# ЗАДАНИЕ A:
Поменяйте «Готфриды» на «Фридрихи» в отрывке текста об эмиграции, начиная со слов «Никто не был» и заканчивая словами «сумеют его превзойти.». Приведите этот отрывок целиком.
# ЗАДАНИЕ B:
В каком году Харро, согласно тексту об эмиграции, отправился в Грецию?
# ЗАДАНИЕ C:
Продолжите текст об эмиграции, начав сразу после его последнего предложения.

# ИСХОДНЫЙ ТЕКСТ:

IX
Великой драме демократической эмиграции
1849 — 1852гг. предшествовал за восемнадцать лет до того пролог: демагогическая
эмиграция 1830 — 1831 годов. Хотя времени было достаточно, чтобы смести со
сцены большую часть этой первой эмиграции, однако некоторые достойные остатки
ее еще сохранились. Со стоическим спокойствием относясь и к ходу мировой
истории и к результатам собственной деятельности, они продолжали заниматься
своим ремеслом агитаторов, составляли всеобъемлющие планы, учреждали временные
правительства и сыпали декларациями направо и налево. Ясно, что эти
многоопытные шарлатаны должны были бесконечно превосходить новое поколение в
знании дела. Это-то умение вести дела, приобретенное восемнадцатилетней практикой
заговоров, комбинаций, интриг, деклараций, обмана и выпячивания своей персоны и
придало г-ну Мадзини смелость и уверенность, с которыми он, имея за собой трех
мало искушенных в подобных делах подставных лиц, смог провозгласить себя
Центральным комитетом европейской демократии.
Никто не был поставлен обстоятельствами в
более благоприятное положение, для того чтобы стать типичным эмигрантским
агитатором, как наш друг Харро Харринг. И он действительно стал тем
образцом, которому более или менее сознательно и более или менее удачно
стараются подражать все наши великие мужи эмиграции — все Арнольды, Густавы и
Готфриды; им, возможно, и удастся — если никакие неблагоприятные обстоятельства
не помешают этому — сравняться с ним, но вряд ли они сумеют его превзойти.
Харро, который, подобно Цезарю, сам описал
свои подвиги (Лондон, 1852г.), родился «на Кимврийском полуострове» {древнее название полуострова Ютландия}. Он принадлежит к тому северофризскому
племени провидцев, которое уже доказало при посредстве д-ра Клемента, что все
великие нации мира произошли от него. «Уже в ранней юности» стремился он
«делами доказать свою преданность делу народов», отправившись в 1821г. в Грецию.
Друг Харро, очевидно, уже с молодых лет чувствовал в себе призвание быть
всюду, где имела место какая-либо сумятица. Впоследствии он
«благодаря странной судьбе оказался у
истоков абсолютизма, в непосредственной близости от царя, и, будучи в Польше,
разглядел иезуитский характер конституционной монархии».

# НАБОР ДАННЫХ:
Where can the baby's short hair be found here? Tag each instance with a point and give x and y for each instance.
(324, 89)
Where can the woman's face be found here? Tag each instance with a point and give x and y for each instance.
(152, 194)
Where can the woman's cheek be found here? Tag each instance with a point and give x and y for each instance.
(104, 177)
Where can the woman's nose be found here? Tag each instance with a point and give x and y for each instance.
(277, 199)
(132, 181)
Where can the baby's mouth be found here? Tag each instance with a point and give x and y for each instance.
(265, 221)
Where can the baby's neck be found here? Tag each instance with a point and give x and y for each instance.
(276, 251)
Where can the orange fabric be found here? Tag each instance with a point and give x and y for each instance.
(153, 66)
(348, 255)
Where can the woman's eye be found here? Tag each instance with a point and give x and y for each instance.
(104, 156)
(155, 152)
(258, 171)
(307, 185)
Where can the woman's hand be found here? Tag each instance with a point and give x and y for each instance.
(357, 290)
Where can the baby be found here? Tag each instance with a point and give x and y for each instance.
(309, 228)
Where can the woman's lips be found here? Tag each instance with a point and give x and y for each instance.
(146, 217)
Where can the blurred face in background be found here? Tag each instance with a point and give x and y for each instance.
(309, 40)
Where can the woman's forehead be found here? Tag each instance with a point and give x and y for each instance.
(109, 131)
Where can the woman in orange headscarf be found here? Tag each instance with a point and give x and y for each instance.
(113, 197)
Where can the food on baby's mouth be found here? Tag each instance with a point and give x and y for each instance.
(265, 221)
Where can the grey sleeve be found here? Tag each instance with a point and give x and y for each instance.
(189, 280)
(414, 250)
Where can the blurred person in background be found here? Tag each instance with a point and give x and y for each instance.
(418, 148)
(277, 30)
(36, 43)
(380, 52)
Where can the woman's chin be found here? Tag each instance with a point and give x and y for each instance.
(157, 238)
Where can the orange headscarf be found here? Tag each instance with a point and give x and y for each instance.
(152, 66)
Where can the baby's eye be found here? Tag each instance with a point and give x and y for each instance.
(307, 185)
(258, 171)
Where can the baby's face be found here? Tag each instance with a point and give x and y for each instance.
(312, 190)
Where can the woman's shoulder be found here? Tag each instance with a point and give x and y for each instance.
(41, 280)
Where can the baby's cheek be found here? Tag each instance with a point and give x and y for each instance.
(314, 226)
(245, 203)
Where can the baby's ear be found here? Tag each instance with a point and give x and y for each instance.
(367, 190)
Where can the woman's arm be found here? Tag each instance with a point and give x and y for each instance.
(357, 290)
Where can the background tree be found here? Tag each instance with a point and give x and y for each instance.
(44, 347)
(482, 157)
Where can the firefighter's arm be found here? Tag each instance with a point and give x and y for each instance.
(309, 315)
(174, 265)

# ОТВЕТ A:
Никто не был поставлен обстоятельствами в
более благоприятное положение, для того чтобы стать типичным эмигрантским
агитатором, как наш друг Харро Харринг. И он действительно стал тем
образцом, которому более или менее сознательно и более или менее удачно
стараются подражать все наши великие мужи эмиграции — все Арнольды, Густавы и
Фридрихи; им, возможно, и удастся — если никакие неблагоприятные обстоятельства
не помешают этому — сравняться с ним, но вряд ли они сумеют его превзойти.

# ОТВЕТ B:
В 1821 году.

# ОТВЕТ C:
Таким образом, и в Польше Харро сражался
за свободу. Однако «кризис европейской истории после падения Варшавы поверг его
в глубокое раздумье», и это раздумье привело его к мысли о «демократии
национальности», — мысли, которую он немедленно «запечатлел в произведении «Народы»,
Страсбург, март 1832 года». По поводу этого произведения надобно заметить,
что его чуть было не процитировали на Гамбахском празднестве. В то же время он
издал свои «республиканские стихи: «Капли крови», «История царя Саула,
или монархия», «Голоса мужей. К единству Германии»», и редактировал
выходивший в Страсбурге журнал «Deutschland». Все эти произведения и даже все его будущие произведения имели
неожиданное счастье быть 4 ноября 1831г. запрещенными Союзным сеймом. Именно
этого и недоставало славному борцу, — теперь он приобрел заслуженный вес и одновременно
мученический венец. Он мог, таким образом, воскликнуть:
«Мои произведения получили широкое
распространение и глубокий отклик в сердце народа. Они большей частью
раздавались бесплатно. Некоторые из них не покрыли мне даже расходов по
их изданию».
Но его ожидали новые почести. Уже в ноябре
1831г. г-н Велькер тщетно пытался в обширном послании «склонить его к вертикальному
горизонту конституционализма». Потом, в январе 1832г., к нему явился г-н
Мальтен, известный агент Пруссии за границей, и предложил ему поступить на
прусскую службу. Двойное признание даже со стороны врагов! Достаточно сказать,
что предложение Мальтена «бессознательно» пробудило в нем
«желание возродить в противовес этому
династическому предательству идею скандинавской национальности», и «с этого
времени возродилось, по крайней мере, слово «Скандинавия», казавшееся
забытым уже в течение столетий».
Таким образом наш северный фриз из Южной
Ютландии, не знавший сам толком, немец он или датчанин, приобрел хотя бы
фантастическую национальность, и первым результатом этого приобретения было то,
что гамбахцы не пожелали иметь с ним дела. После этих событий положение Харро
было обеспечено. Ветеран борьбы за свободу Греции и Польши, изобретатель
«демократии национальности», человек, вновь открывший «слово «Скандинавия»»,
признанный — благодаря запрету Союзного сейма — поэт, мыслитель и журналист,
мученик и уважаемый даже врагами великий муж, отбить которого друг у друга
стремились конституционалисты, абсолютисты, республиканцы, вдобавок достаточно
пустой и путаный, чтобы верить в свое собственное величие, — чего еще не
хватало ему для счастья? Но вместе с его славой росли также и требования,
которые Харро как человек строгий предъявлял к самому себе. Недоставало
большого труда, который в занимательной и популярной форме художественно
синтезировал бы великие учения о свободе, идею демократии национальности, все
возвышенные свободолюбивые стремления пробуждающейся на его глазах молодой
Европы. Создать подобный труд мог лишь первоклассный поэт и мыслитель, а таким
поэтом и мыслителем мог быть только Харро. Так возникли первые три части
«драматического цикла «Народ», всего в двенадцати частях, из которых
одна на датском языке», — труда, которому автор посвятил десять лет своей
жизни. К сожалению, из этих двенадцати частей одиннадцать находятся «до сих пор
в рукописном виде».
Но недолго продолжалось сладостное общение
с музами.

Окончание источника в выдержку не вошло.